* WHAT YOU SHOULD DO:
The answer must be every line of the records below that holds the word "Target".

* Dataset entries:
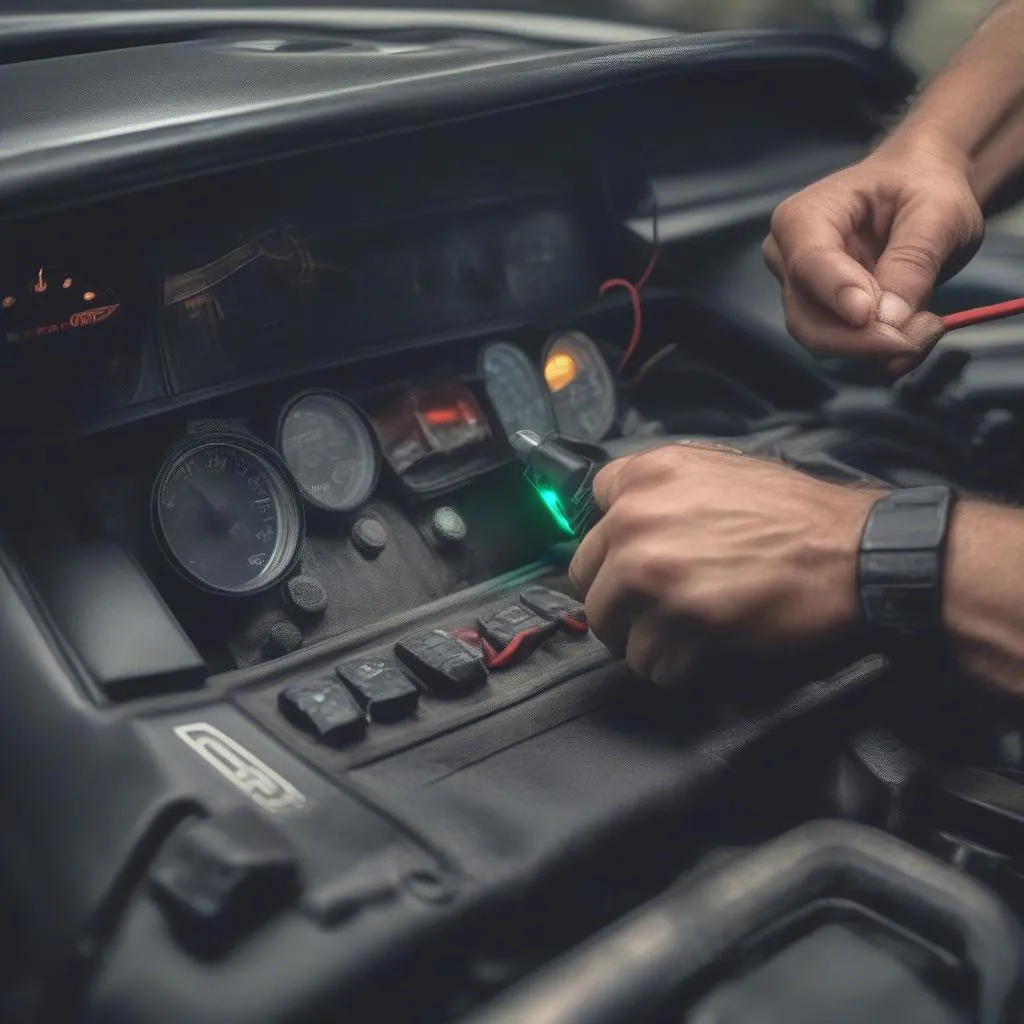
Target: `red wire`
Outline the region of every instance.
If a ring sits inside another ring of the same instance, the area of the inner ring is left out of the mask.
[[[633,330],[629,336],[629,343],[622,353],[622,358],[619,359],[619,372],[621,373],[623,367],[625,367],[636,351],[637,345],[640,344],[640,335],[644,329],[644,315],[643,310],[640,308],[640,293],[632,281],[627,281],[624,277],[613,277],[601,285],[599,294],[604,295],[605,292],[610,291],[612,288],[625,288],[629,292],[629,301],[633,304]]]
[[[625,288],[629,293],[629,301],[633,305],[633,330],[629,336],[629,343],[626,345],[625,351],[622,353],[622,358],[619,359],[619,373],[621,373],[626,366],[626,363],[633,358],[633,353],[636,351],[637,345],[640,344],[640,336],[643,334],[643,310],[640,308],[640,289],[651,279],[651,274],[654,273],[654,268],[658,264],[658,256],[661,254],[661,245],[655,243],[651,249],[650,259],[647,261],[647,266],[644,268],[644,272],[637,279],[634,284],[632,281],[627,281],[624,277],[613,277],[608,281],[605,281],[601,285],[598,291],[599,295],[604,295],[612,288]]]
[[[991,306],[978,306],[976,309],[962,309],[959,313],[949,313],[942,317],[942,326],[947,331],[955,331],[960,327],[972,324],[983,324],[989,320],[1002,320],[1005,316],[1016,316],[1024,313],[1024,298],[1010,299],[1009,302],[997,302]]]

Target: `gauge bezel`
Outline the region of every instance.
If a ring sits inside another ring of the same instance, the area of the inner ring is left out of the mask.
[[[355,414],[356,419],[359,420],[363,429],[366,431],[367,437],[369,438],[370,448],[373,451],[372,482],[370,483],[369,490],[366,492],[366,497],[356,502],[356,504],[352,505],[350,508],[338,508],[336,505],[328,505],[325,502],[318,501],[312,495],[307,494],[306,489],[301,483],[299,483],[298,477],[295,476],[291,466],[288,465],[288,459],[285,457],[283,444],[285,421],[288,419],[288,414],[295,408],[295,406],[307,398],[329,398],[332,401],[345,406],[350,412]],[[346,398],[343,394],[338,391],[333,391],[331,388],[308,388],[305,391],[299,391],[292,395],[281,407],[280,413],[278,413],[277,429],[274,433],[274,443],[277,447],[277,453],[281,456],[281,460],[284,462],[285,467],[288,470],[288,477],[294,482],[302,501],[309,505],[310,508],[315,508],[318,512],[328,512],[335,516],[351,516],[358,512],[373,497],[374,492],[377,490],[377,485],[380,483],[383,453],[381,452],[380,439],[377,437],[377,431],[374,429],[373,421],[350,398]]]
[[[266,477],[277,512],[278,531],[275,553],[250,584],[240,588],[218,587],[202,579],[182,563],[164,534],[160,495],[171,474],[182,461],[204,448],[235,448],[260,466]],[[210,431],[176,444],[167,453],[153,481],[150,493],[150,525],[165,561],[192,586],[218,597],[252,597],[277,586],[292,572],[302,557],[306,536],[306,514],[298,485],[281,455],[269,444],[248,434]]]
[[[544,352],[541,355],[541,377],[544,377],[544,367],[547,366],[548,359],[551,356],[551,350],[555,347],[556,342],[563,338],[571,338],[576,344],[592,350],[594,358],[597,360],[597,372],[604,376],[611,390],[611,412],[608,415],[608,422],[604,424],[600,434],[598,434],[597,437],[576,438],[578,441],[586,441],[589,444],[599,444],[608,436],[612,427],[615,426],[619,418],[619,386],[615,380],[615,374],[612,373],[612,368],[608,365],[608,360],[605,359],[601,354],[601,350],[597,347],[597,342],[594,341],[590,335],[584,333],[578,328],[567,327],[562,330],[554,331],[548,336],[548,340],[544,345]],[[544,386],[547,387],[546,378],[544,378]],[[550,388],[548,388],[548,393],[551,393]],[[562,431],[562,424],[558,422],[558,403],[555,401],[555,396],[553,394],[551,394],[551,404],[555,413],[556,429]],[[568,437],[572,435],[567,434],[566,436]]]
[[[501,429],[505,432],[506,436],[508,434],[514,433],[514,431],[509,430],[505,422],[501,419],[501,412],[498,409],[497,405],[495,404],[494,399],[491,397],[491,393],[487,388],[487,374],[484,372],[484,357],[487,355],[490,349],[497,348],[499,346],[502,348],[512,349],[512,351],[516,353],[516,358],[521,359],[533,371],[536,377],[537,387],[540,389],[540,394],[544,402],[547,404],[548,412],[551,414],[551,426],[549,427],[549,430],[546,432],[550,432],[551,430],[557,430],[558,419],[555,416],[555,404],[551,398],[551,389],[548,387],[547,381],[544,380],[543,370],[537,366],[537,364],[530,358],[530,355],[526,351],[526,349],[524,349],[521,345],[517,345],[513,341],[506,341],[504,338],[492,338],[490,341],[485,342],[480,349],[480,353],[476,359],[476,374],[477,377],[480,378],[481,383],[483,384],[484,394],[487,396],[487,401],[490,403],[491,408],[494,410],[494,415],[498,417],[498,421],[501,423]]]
---
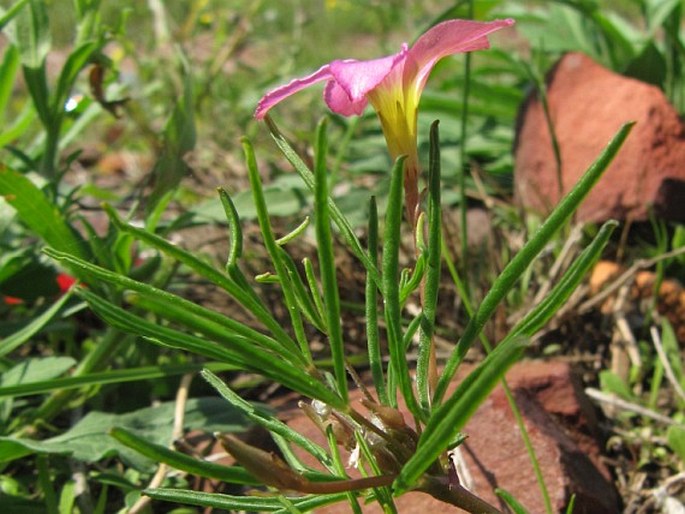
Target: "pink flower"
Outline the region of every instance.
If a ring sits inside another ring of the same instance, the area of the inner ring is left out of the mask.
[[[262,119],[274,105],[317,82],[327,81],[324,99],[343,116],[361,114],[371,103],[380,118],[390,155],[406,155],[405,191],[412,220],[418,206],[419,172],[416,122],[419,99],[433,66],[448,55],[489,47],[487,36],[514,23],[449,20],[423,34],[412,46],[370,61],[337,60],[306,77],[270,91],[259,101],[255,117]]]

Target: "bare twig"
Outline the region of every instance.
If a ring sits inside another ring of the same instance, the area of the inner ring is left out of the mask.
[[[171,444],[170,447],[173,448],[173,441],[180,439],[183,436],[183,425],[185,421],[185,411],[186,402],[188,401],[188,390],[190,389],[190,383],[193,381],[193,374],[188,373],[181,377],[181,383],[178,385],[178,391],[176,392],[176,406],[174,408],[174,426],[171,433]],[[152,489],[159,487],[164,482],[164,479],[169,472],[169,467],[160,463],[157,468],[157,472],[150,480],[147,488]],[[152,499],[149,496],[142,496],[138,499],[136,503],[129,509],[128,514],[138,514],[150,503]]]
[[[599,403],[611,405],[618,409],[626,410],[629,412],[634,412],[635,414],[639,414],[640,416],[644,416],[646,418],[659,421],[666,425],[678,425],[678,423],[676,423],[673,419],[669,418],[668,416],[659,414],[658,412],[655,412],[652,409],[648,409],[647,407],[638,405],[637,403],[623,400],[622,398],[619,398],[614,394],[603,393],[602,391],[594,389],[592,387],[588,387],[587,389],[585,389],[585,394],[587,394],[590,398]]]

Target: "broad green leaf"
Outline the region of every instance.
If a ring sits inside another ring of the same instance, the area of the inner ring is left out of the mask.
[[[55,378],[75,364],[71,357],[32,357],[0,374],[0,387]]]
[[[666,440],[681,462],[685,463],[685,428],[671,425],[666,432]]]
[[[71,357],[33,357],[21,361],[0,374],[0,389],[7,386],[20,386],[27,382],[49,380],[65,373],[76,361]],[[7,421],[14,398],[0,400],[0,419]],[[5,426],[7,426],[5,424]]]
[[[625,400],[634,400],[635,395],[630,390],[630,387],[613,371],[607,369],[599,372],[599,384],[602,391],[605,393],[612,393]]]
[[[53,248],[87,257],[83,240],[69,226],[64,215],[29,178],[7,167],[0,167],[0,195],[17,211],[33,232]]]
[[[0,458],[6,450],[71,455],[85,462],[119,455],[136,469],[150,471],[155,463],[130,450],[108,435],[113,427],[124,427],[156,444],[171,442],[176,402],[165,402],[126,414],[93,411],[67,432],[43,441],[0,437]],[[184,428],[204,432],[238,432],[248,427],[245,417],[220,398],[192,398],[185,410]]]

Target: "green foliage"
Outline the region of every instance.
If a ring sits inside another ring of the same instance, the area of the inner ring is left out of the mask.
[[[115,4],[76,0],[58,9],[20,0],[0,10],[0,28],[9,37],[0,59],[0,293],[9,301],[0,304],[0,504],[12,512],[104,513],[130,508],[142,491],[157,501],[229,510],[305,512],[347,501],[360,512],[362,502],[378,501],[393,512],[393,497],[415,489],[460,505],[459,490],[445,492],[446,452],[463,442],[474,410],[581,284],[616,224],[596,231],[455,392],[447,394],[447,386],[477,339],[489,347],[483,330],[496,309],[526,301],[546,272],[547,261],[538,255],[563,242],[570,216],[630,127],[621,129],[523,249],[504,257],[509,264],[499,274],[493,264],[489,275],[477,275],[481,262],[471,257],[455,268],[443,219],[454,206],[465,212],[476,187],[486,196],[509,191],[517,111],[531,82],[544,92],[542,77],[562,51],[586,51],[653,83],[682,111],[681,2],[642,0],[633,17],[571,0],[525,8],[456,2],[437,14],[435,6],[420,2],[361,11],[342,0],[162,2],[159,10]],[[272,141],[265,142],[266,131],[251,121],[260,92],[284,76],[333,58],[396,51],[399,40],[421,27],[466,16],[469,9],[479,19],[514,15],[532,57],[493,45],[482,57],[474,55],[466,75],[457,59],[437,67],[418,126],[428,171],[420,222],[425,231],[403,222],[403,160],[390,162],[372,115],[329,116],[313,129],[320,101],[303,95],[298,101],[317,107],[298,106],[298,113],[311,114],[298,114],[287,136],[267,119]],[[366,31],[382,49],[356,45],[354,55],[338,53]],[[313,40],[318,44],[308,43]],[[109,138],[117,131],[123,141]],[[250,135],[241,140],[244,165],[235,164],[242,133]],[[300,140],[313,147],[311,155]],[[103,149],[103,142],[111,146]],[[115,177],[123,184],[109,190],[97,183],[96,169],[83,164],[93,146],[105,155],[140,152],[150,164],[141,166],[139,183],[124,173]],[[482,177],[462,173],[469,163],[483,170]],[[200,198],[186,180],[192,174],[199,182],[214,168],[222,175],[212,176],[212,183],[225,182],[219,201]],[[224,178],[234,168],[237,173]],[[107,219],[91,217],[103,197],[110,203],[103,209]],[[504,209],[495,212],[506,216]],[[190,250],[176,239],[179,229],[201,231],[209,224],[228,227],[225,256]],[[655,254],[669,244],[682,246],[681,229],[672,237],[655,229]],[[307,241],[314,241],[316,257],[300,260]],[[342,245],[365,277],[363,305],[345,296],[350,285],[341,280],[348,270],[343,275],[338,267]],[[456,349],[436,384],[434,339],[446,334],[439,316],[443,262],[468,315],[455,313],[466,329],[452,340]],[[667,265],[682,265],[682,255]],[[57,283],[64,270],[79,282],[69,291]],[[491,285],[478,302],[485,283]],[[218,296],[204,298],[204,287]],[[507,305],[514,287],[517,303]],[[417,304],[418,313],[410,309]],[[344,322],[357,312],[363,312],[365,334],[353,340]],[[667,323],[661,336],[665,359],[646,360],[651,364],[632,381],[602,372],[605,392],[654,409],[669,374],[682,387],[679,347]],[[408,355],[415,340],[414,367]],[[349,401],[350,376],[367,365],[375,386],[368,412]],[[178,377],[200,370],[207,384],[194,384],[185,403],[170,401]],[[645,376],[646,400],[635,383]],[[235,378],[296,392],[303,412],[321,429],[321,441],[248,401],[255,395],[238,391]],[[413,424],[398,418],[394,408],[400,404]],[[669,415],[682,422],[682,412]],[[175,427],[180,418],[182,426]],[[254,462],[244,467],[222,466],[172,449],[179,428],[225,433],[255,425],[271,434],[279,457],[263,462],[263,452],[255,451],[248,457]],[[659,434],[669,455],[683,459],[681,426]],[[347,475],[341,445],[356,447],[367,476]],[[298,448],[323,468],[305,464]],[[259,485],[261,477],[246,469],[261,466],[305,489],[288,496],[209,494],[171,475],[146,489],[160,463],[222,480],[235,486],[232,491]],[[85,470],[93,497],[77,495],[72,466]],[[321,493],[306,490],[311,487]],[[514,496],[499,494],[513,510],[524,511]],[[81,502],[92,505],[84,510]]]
---
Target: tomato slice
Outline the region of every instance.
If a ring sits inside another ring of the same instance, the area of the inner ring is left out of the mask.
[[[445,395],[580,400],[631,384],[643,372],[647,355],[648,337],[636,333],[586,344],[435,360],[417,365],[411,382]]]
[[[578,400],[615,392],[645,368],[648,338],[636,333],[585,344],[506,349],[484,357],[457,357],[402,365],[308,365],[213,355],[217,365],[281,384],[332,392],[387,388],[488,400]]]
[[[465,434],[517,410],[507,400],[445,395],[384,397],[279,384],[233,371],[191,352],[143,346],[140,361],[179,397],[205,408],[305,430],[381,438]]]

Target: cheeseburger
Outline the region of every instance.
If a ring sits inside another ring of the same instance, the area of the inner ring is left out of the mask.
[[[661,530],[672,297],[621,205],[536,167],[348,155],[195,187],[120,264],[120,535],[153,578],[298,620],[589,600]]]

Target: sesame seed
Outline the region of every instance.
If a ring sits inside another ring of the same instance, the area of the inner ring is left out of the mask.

* ANSWER BOX:
Target: `red wire`
Target: `gauge bezel`
Target: "pink flower"
Target: "bare twig"
Target: "broad green leaf"
Target: "green foliage"
Target: tomato slice
Target: cheeseburger
Target: sesame seed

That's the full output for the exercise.